[Opening MATERIALS PROVIDED section]

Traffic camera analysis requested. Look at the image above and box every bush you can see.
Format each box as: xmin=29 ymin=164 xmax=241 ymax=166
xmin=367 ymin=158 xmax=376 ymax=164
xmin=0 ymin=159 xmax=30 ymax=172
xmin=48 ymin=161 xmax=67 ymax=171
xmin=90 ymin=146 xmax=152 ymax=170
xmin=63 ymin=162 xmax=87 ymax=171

[Closing MATERIALS PROVIDED section]

■ **WHAT YOU ARE ASKED TO DO**: Give every entry again, exactly as it reads.

■ **RESPONSE AREA**:
Traffic camera analysis requested. Look at the image above and box every bush you can see.
Format each box as: xmin=29 ymin=164 xmax=241 ymax=166
xmin=367 ymin=158 xmax=376 ymax=164
xmin=0 ymin=159 xmax=30 ymax=172
xmin=48 ymin=161 xmax=67 ymax=171
xmin=90 ymin=146 xmax=152 ymax=170
xmin=63 ymin=162 xmax=87 ymax=171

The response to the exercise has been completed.